» READING PASSAGE
- Opening Delimiter -
The Celestial Desert: Arizona Star Map Update

The Celestial Desert: Arizona Star Map Update

© 2002 by Gary A. David. All rights reserved

Preface

In the article "Carving the Cosmos: An Arizona Star Map in Stone" recently published in the online journal ViewZone, I described a petroglyph panel about 25 feet long and 15 feet high located near Homolovi State Park in Winslow, Arizona. That article showed in great detail the staggering complexity of light and shadow playing across the vertical sandstone surface. For instance, at a little after noon on the summer solstice a triangle of light enters a carved spiral, much as it does at the more famous marker on Fajada Butte in Chaco Canyon, New Mexico. I also identified a number of constellations in this rock art: Orion, Sirius in Canis Major, Canis Minor, Gemini, Auriga, Taurus, and the Pleiades. Thus, the petroglyph panel represents both the solar and the sidereal.
- Closing Delimiter -
» USING THE INFORMATION
(1) Rewrite the paragraph of the star map update beginning "In the article" more briefly, keeping its main facts.
(2) Duplicate the star map update from "In the article" to "and the sidereal.".

Saved entries:
- Opening Delimiter -
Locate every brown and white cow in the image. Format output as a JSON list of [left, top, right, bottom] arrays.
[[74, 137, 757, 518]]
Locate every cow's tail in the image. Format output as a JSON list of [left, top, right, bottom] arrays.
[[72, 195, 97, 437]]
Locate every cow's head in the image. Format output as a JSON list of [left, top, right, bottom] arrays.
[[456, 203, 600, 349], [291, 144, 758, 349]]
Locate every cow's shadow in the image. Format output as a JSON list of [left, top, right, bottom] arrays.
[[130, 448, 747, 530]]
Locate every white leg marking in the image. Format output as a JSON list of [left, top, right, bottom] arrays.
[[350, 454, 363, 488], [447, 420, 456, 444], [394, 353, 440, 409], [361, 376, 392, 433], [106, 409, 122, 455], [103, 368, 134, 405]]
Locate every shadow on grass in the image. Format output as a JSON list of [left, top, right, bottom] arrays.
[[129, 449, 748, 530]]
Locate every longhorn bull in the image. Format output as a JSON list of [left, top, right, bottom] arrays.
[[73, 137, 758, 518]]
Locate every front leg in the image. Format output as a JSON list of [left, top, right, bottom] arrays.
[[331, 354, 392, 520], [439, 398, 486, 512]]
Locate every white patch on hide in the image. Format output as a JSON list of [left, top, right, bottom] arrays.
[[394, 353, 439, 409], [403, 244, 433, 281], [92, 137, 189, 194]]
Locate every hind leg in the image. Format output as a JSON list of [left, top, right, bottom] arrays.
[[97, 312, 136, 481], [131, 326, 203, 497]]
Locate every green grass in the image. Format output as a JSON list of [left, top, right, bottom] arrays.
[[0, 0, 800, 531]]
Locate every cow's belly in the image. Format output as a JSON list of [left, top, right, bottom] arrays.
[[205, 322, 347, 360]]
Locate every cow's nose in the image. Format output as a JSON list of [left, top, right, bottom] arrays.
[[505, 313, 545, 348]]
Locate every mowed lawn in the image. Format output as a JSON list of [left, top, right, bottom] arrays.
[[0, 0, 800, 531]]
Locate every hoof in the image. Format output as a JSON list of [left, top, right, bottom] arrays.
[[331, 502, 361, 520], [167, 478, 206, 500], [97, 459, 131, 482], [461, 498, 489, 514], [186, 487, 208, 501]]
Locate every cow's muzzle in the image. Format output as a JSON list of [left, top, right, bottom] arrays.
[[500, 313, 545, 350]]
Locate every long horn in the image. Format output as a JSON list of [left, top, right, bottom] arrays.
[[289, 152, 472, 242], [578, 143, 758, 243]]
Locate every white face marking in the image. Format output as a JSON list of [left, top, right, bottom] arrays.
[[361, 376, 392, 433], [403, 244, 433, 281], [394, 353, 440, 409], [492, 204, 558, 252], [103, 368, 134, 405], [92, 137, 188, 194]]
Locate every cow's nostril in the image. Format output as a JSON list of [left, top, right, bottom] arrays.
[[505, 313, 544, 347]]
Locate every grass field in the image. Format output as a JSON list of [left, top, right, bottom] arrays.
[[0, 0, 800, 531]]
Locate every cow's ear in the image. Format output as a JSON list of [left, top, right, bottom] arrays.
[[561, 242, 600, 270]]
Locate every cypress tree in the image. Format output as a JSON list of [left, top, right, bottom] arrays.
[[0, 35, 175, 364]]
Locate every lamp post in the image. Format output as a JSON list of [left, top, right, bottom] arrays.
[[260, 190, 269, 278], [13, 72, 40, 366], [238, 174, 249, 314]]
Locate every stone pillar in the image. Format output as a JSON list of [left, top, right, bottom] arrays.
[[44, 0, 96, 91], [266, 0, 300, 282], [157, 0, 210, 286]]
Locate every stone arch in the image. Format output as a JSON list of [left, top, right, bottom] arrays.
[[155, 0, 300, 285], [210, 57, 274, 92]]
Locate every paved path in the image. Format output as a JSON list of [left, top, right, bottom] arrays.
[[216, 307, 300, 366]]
- Closing Delimiter -
» RESPONSES TO THE TASKS
(1) The ViewZone article "Carving the Cosmos: An Arizona Star Map in Stone" described a petroglyph panel about 25 feet long and 15 feet high near Homolovi State Park in Winslow, Arizona. It detailed the complex play of light and shadow on the vertical sandstone surface. For example, a little after noon on the summer solstice, a triangle of light enters a carved spiral, much like at the marker on Fajada Butte in Chaco Canyon, New Mexico. The article also identified several constellations in the rock art: Orion, Sirius in Canis Major, Canis Minor, Gemini, Auriga, Taurus, and the Pleiades. The panel therefore represents both the solar and the sidereal.

(2)
In the article "Carving the Cosmos: An Arizona Star Map in Stone" recently published in the online journal ViewZone, I described a petroglyph panel about 25 feet long and 15 feet high located near Homolovi State Park in Winslow, Arizona. That article showed in great detail the staggering complexity of light and shadow playing across the vertical sandstone surface. For instance, at a little after noon on the summer solstice a triangle of light enters a carved spiral, much as it does at the more famous marker on Fajada Butte in Chaco Canyon, New Mexico. I also identified a number of constellations in this rock art: Orion, Sirius in Canis Major, Canis Minor, Gemini, Auriga, Taurus, and the Pleiades. Thus, the petroglyph panel represents both the solar and the sidereal.